_YOUR GOAL_
Arrange every line of the material into a Markdown table with the columns "n" and "Line," numbering each row and omitting any blank lines.

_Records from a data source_
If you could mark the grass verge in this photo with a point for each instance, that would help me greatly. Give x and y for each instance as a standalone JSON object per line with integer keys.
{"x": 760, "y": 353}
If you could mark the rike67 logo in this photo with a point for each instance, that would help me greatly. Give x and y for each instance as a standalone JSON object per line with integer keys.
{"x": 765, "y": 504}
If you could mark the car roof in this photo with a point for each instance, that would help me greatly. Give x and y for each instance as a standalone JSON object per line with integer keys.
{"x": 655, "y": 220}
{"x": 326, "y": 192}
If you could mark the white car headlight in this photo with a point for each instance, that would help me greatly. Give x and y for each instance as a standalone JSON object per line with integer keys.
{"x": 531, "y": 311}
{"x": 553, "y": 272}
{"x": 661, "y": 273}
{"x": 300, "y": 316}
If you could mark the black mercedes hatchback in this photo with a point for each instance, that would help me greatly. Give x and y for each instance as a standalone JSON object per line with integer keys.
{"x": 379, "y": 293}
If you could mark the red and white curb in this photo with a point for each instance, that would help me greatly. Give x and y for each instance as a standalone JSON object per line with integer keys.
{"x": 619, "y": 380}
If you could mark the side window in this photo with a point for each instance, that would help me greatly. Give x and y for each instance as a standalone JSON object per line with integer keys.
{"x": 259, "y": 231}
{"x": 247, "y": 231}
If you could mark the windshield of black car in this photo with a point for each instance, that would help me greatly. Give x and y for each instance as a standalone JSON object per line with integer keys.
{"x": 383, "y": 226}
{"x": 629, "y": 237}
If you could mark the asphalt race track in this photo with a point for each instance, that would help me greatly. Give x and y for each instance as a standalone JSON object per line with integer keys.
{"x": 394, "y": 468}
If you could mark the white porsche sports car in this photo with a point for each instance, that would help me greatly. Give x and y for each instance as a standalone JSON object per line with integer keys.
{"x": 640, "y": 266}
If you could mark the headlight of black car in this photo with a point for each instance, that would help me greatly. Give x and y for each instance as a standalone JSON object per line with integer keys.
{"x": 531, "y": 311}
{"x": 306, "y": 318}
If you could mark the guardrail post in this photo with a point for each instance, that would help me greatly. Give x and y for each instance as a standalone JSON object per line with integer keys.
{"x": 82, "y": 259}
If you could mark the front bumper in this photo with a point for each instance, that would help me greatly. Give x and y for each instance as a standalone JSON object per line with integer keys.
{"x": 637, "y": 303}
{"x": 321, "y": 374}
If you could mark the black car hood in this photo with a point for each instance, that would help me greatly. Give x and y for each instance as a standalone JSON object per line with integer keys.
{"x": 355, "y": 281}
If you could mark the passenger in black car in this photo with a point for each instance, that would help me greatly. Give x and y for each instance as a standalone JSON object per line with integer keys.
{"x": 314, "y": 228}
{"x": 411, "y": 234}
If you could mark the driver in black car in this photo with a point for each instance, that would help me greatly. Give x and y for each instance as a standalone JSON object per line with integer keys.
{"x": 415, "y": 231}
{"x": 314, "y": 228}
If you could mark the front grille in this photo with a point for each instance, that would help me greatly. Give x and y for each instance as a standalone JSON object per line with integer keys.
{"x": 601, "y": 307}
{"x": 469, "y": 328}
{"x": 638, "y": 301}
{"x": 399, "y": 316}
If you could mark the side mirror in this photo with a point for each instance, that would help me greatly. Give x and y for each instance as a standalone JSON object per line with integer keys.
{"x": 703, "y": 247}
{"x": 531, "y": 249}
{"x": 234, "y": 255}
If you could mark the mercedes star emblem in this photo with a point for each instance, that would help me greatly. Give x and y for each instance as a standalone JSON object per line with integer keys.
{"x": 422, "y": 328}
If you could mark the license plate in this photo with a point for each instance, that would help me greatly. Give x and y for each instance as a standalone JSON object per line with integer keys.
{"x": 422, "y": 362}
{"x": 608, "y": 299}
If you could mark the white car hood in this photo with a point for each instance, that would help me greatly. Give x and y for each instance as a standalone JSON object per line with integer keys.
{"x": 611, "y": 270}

_ANSWER FOR THE TASK_
| n | Line |
|---|---|
| 1 | If you could mark the grass verge in this photo with a point for each instance, that would help me greatly. Give x and y for each instance as a standalone JSON object per line with integer keys. |
| 2 | {"x": 760, "y": 353} |
| 3 | If you could mark the rike67 logo in this photo with a point for each instance, that would help me greatly. Give x and y for each instance as a standalone JSON object per line with integer keys. |
| 4 | {"x": 765, "y": 504} |
| 5 | If you could mark the car roof in this photo with a point for each instance, that would help me greatly. Give x and y for each instance as a standalone JSON object per line with integer keys. |
| 6 | {"x": 655, "y": 220} |
| 7 | {"x": 326, "y": 192} |
| 8 | If you could mark the white car headlight in this photo with a point for each instance, that would help me greatly. Give x and y for each instance as a standalone JSON object per line with integer keys. |
| 9 | {"x": 531, "y": 311} |
| 10 | {"x": 553, "y": 272} |
| 11 | {"x": 661, "y": 273} |
| 12 | {"x": 300, "y": 316} |
| 13 | If you could mark the black mercedes hatchback in this photo with a point for each instance, that would help me greatly. Give x and y for each instance as a standalone JSON object per line with integer keys. |
| 14 | {"x": 379, "y": 293} |
| 15 | If you could mark the red and white curb in this photo with a point for each instance, that would help me greatly. Give x and y for each instance as a standalone JSON object per line with integer keys. |
| 16 | {"x": 619, "y": 380} |
| 17 | If you could mark the side window in this photo with a point for each instance, that would help me greatly. Give x and y for each instance as a standalone JSON object per line with integer keys. |
| 18 | {"x": 259, "y": 231} |
| 19 | {"x": 247, "y": 231} |
| 20 | If you could mark the windshield of black car in this photo with a point for each instance, that would help me greatly. Give x and y for each instance as a standalone JSON object per line with integer keys. |
| 21 | {"x": 383, "y": 226} |
| 22 | {"x": 629, "y": 237} |
| 23 | If you could mark the asphalt race track in this photo with a point for each instance, that would help me greatly. Give x and y for each instance as a standalone JSON object per line with integer keys. |
| 24 | {"x": 394, "y": 468} |
| 25 | If you could mark the white porsche sports car in this photo with a point for each instance, that would help me greatly. Give x and y for each instance as a standalone JSON object per line with integer keys. |
| 26 | {"x": 640, "y": 266} |
| 27 | If you could mark the headlight of black car in this photo with a point for each instance, that would help me greatly. Give x and y for each instance as a standalone JSON object per line with integer keys. |
| 28 | {"x": 531, "y": 311} |
| 29 | {"x": 306, "y": 318} |
| 30 | If you could mark the guardrail post in this photo with a point for each instance, that would help me greatly. Give x and y for each instance as a standalone JSON object per line with integer keys. |
| 31 | {"x": 82, "y": 259} |
| 32 | If you could mark the front bumper in this photo with a point for each instance, that would help me greatly. Give x and y for each instance as a standalone JSON object per line with integer keys. |
| 33 | {"x": 637, "y": 303} |
| 34 | {"x": 321, "y": 374} |
| 35 | If you could mark the black car hood in this photo with a point for each instance, that would help me greatly. Give x and y for each instance as a standalone JSON object per line with integer keys. |
| 36 | {"x": 355, "y": 281} |
| 37 | If you could mark the passenger in black car in this photo with a point for each instance, that would help me greatly. Give x and y for each instance as a standalone JSON object per line with integer keys. |
| 38 | {"x": 314, "y": 228} |
| 39 | {"x": 411, "y": 234} |
| 40 | If you could mark the driver in black car in this photo with a point for each instance, that would help me greatly. Give x and y for each instance as a standalone JSON object per line with integer keys. |
| 41 | {"x": 415, "y": 231} |
| 42 | {"x": 314, "y": 228} |
| 43 | If you could mark the front grille in this photo with a point for each instance, that would help me greatly. Give x and y for each instance as a standalone JSON object per line with integer keys. |
| 44 | {"x": 601, "y": 307} |
| 45 | {"x": 469, "y": 328} |
| 46 | {"x": 638, "y": 301} |
| 47 | {"x": 399, "y": 316} |
| 48 | If you could mark the side mirror in this photo with a point for each instance, that would help me greatly. Give x and y for each instance as a standalone JSON object per line with integer keys. |
| 49 | {"x": 703, "y": 247} |
| 50 | {"x": 531, "y": 249} |
| 51 | {"x": 234, "y": 255} |
| 52 | If you could mark the mercedes star emblem in this photo with a point for each instance, that would help me greatly. Give x and y for each instance as a standalone JSON object per line with integer keys. |
| 53 | {"x": 422, "y": 328} |
| 54 | If you could mark the license plate in this photo with a point for each instance, that would help me greatly. Give x and y for each instance as a standalone JSON object per line with integer keys. |
| 55 | {"x": 422, "y": 362} |
| 56 | {"x": 608, "y": 299} |
| 57 | If you could mark the white car hood in this photo with a point for each instance, that would help me greatly. Give x and y for each instance as a standalone JSON object per line with integer keys. |
| 58 | {"x": 611, "y": 270} |